- _Éléments de données_:
-=-=-
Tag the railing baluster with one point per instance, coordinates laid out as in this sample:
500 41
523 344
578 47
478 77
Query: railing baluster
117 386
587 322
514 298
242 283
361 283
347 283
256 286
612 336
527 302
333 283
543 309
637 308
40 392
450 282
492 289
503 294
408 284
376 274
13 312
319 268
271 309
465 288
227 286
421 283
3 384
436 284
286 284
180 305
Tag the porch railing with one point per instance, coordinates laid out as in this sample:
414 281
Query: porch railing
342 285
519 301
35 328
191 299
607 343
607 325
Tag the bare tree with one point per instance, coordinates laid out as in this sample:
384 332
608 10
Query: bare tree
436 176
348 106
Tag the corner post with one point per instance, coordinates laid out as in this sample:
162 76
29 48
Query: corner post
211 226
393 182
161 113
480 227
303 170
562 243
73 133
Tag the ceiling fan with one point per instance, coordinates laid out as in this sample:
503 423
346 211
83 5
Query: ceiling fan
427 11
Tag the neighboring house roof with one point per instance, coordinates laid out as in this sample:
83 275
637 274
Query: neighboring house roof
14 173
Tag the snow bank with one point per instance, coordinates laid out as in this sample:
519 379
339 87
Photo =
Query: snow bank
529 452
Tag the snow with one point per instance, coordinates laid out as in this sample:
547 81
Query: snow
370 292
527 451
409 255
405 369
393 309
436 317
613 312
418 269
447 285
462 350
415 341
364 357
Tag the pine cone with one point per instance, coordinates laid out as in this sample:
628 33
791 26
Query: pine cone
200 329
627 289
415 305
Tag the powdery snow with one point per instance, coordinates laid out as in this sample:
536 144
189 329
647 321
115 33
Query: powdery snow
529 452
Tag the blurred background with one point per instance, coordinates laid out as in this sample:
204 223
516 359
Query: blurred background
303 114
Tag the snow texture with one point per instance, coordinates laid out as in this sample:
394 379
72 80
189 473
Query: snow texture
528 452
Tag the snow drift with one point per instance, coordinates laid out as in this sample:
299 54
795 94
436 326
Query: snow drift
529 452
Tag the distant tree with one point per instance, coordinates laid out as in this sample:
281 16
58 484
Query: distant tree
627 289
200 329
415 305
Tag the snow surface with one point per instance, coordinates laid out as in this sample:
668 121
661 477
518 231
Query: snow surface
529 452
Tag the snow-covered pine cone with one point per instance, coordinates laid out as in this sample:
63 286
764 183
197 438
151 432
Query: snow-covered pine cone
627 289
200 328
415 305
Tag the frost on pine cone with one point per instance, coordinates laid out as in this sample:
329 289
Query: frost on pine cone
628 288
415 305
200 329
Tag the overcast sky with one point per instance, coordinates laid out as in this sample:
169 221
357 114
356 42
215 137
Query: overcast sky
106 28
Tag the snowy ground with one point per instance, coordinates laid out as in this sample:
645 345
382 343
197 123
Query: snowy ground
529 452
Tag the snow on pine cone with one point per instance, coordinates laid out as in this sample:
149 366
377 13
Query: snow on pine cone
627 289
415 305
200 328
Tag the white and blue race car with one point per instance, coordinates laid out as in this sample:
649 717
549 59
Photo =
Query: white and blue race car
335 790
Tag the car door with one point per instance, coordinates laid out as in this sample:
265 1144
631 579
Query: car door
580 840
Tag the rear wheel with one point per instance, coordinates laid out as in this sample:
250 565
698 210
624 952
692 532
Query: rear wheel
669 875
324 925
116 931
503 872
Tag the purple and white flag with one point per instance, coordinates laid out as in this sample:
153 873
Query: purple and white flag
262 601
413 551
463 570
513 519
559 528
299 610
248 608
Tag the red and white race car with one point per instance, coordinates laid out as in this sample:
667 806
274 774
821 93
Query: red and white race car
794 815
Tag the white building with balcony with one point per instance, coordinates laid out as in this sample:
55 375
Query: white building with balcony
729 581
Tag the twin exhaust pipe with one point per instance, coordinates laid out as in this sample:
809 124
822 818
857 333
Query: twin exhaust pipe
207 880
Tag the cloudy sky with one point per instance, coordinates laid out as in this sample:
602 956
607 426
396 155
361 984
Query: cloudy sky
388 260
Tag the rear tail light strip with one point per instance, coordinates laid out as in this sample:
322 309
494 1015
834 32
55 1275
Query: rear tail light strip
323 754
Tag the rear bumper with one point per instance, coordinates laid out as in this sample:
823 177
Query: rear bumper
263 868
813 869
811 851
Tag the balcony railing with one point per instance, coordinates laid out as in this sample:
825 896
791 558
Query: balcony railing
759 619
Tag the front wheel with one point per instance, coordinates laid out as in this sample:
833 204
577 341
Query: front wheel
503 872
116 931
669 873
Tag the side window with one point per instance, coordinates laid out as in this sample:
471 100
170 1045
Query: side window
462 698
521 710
-=-=-
- _Tâche_:
Présentez sous forme de liste numérotée, s'il vous plaît, les lignes du matériau en commençant par celle qui contient « Tag the white building » et en terminant par la dernière ligne du matériau, ces deux lignes incluses. Omettez les lignes vides.

- _Réponse attendue_:
1. Tag the white building with balcony with one point per instance, coordinates laid out as in this sample:
2. 55 375
3. Query: white building with balcony
4. 729 581
5. Tag the twin exhaust pipe with one point per instance, coordinates laid out as in this sample:
6. 809 124
7. 822 818
8. 857 333
9. Query: twin exhaust pipe
10. 207 880
11. Tag the cloudy sky with one point per instance, coordinates laid out as in this sample:
12. 602 956
13. 607 426
14. 396 155
15. 361 984
16. Query: cloudy sky
17. 388 260
18. Tag the rear tail light strip with one point per instance, coordinates laid out as in this sample:
19. 322 309
20. 494 1015
21. 834 32
22. 55 1275
23. Query: rear tail light strip
24. 323 754
25. Tag the rear bumper with one point per instance, coordinates laid out as in this sample:
26. 823 177
27. Query: rear bumper
28. 263 868
29. 813 869
30. 811 851
31. Tag the balcony railing with one point per instance, coordinates laid out as in this sample:
32. 825 896
33. 791 558
34. Query: balcony railing
35. 759 619
36. Tag the front wheel with one point per instance, coordinates laid out as in this sample:
37. 833 204
38. 577 341
39. Query: front wheel
40. 503 872
41. 116 931
42. 669 873
43. Tag the side window with one point per instance, coordinates laid out as in this sample:
44. 471 100
45. 170 1045
46. Query: side window
47. 462 698
48. 521 710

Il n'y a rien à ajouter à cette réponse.